Data extracted from a collection:
+++
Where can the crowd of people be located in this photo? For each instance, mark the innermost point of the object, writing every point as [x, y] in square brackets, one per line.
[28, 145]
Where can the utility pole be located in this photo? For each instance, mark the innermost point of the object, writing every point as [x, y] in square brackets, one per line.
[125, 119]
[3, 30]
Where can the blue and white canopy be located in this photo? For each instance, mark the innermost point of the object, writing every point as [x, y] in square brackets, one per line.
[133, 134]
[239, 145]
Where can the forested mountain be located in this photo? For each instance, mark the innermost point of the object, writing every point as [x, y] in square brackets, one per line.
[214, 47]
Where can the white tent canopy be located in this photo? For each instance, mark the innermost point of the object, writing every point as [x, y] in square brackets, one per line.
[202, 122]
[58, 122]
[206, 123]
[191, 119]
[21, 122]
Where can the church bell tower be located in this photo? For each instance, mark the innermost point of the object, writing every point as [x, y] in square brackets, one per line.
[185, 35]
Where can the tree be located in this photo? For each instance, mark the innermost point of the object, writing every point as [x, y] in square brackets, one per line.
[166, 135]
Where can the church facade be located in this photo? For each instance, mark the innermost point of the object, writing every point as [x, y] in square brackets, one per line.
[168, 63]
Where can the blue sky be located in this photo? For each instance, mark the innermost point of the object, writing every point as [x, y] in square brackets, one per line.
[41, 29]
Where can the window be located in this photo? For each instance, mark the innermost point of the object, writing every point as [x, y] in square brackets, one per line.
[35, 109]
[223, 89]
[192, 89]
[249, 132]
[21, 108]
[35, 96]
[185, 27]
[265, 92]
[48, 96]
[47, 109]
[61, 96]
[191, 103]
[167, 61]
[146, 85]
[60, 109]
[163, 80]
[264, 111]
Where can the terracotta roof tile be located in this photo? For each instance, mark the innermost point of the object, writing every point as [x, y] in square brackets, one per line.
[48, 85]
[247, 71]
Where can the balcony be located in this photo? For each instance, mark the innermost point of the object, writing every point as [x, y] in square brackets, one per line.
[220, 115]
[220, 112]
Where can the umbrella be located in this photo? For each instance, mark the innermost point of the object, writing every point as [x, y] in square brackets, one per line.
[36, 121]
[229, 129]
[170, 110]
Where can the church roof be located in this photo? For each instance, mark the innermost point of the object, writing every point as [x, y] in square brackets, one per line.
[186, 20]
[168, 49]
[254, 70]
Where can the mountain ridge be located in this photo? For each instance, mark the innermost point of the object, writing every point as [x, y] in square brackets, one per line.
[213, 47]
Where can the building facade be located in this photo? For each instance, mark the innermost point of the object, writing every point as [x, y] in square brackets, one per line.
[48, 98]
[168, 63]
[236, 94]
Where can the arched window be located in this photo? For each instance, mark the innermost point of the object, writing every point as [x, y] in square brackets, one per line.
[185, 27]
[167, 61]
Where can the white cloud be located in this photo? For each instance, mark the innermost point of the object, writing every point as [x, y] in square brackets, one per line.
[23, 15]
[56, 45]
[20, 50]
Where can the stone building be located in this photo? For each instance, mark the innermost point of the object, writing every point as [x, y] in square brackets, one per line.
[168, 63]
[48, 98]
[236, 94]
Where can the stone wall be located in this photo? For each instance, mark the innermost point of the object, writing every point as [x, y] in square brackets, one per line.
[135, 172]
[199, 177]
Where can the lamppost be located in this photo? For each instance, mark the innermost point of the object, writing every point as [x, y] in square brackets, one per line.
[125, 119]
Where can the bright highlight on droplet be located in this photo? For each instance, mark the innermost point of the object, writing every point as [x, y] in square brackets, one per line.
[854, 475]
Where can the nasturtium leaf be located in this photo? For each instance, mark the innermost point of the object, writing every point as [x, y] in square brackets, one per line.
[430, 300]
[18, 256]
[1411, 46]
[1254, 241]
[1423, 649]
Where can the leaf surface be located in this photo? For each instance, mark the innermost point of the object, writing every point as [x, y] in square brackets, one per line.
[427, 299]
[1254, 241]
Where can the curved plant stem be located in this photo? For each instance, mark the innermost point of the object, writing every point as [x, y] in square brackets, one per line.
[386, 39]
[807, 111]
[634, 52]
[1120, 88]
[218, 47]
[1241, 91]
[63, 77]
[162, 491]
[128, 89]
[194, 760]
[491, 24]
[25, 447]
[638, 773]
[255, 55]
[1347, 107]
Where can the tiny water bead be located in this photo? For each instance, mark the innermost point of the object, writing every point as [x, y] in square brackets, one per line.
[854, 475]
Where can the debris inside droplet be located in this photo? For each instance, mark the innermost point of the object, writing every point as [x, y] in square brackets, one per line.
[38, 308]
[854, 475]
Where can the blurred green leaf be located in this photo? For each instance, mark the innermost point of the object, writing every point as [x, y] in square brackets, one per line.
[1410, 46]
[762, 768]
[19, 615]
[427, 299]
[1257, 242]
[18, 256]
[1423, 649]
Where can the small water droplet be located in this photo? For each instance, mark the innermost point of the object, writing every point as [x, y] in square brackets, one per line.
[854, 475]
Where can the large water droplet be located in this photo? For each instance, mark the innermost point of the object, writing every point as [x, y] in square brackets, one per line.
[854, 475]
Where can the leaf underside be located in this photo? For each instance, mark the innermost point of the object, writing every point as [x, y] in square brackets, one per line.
+++
> _Task requirements_
Reproduce the data exactly. All of it is needed.

> _Problem solution_
Where can the crowd of people be located in this photo? For each instance, mark the innermost point of the object, writing every point as [x, y] in square brackets, one per line.
[28, 145]
Where can the utility pole be located in this photo? For each instance, mark the innermost point of the object, writing every point as [x, y] in square brackets, one per line.
[125, 119]
[3, 30]
Where can the blue and white canopy be located in this photo? For each instance, mark the innermost point of the object, writing every point as [x, y] in square brackets, one per line.
[133, 134]
[239, 145]
Where can the forested mountain be located in this photo? For each instance, mark the innermost point of the object, writing every point as [x, y] in square brackets, one per line.
[214, 47]
Where can the white tent canopy be located in this photo? For each instance, mark the innermost point of the object, writing every point as [x, y] in square brackets, one per line.
[202, 122]
[58, 122]
[206, 123]
[191, 119]
[21, 122]
Where can the church bell tower be located in this photo? For each instance, mark the innermost point of the object, writing every point as [x, y] in square brackets, one per line.
[185, 35]
Where can the tree be located in this photo? For each instance, mark the innermost point of the object, writing every point as [x, y] in square brackets, one per line.
[166, 135]
Where can the church facade be located in this photo? For each instance, mark the innermost point of the object, writing every point as [x, y] in square brackets, one per line.
[168, 63]
Where can the blue sky be located in this photo? For each instance, mark the innermost point of the object, writing every point as [x, y] in square brackets, one per line.
[41, 29]
Where can the window be located in this photo? For each instance, mark the innermost point of the object, writing every point as [x, y] in square brackets, one per line.
[35, 109]
[223, 89]
[192, 89]
[249, 132]
[21, 108]
[35, 96]
[185, 27]
[265, 92]
[48, 96]
[47, 109]
[61, 96]
[191, 103]
[167, 61]
[146, 85]
[60, 109]
[163, 80]
[264, 111]
Where can the terracotta roof tile be located in this photo? For each instance, mark the innermost point of the object, writing every point as [x, y] in square brackets, one per line.
[48, 85]
[247, 71]
Where can the balcony be located in this photo? For each instance, mark the innermost point of the object, writing every point as [x, y] in square brackets, one per line.
[220, 115]
[220, 112]
Where can the umbrella be located in this photo? For each instance, mark the innermost point of the object, writing every point as [x, y] in square brackets, one per line.
[36, 121]
[229, 129]
[170, 110]
Where can the church roof be located in this photo? For each instance, mark the innermost point of the object, writing every point as [x, y] in square brackets, one per line.
[186, 20]
[168, 49]
[254, 70]
Where can the mountain ridge be located in this photo? For each instance, mark the innermost point of the object, writing every point as [x, y] in square brackets, one per line.
[213, 47]
Where can the building facade be located in this photo? For each instance, mark the innermost point of the object, writing every point as [x, y] in square brackets, one per line.
[48, 98]
[168, 63]
[236, 94]
Where can the arched window be located in this photo? For each instance, mark the innermost point of the object, writing every point as [x, y] in square brackets, one per line.
[185, 27]
[167, 61]
Where can the white cloud be located in this photo? For each instance, mark the innermost point of the object, writing every point as [x, y] in square brackets, one per line.
[23, 15]
[56, 45]
[20, 50]
Where can the stone building be located in this photo? For each instance, mark the innermost point of the object, writing every point as [x, y] in square brackets, one per line.
[168, 63]
[48, 98]
[236, 94]
Where can the stone wall be located in this photo? For each instance, mark the innermost point of the object, writing every point as [x, y] in square brackets, one per line.
[135, 172]
[199, 177]
Where can the lamppost be located in this photo? For each instance, mark the innermost point of the object, writing every point as [x, y] in square brackets, one per line.
[125, 119]
Where can the bright highlight on droplet be located in this photo? For each instance, mark the innermost point of the object, writing every point as [x, y] in square brackets, one per line.
[854, 475]
Where can the nasturtium leaf be located in this photo? For each instance, mark the innermost point of the object, writing every point as [x, y] in square brackets, one per line.
[430, 300]
[18, 256]
[1411, 46]
[1254, 241]
[1423, 649]
Where can the leaf surface be located in this photo? For each instance, mark the innermost point of the object, writing every point as [x, y] in square brackets, one per line.
[427, 299]
[1254, 241]
Where can the curved plant stem be located in this photo? For each instance, mark the innermost point of the object, writing every point as [x, y] in square brackets, one per line.
[386, 39]
[807, 111]
[634, 52]
[1120, 88]
[218, 47]
[1241, 91]
[63, 77]
[162, 491]
[128, 89]
[194, 760]
[491, 24]
[25, 447]
[638, 773]
[255, 55]
[1347, 107]
Where can the tiny water bead be located in this photo? For each instance, mark the innermost point of the object, writing every point as [x, y] in square brackets, one per line.
[854, 475]
Where can the debris inside droplet be located in this photo? For each instance, mark the innermost point of the object, writing every point as [x, y] in square brackets, one per line.
[38, 308]
[854, 475]
Where can the blurred green leaf be located in this photo? For each instance, mark the innermost point of the object, writing every point as [x, y] in square brackets, one per line.
[1410, 46]
[762, 768]
[19, 615]
[427, 299]
[1257, 242]
[18, 256]
[1423, 649]
Where can the small water droplet be located in this photo? For each instance, mark the innermost point of the object, writing every point as [x, y] in square brackets, one per line.
[854, 475]
Where can the large water droplet be located in this photo? For each instance, mark the innermost point of the object, writing every point as [x, y] in square brackets, one per line.
[854, 475]
Where can the leaf underside be located in this photo? For each instance, mark the innermost point of the object, writing every point as [x, y] in square brackets, one per line.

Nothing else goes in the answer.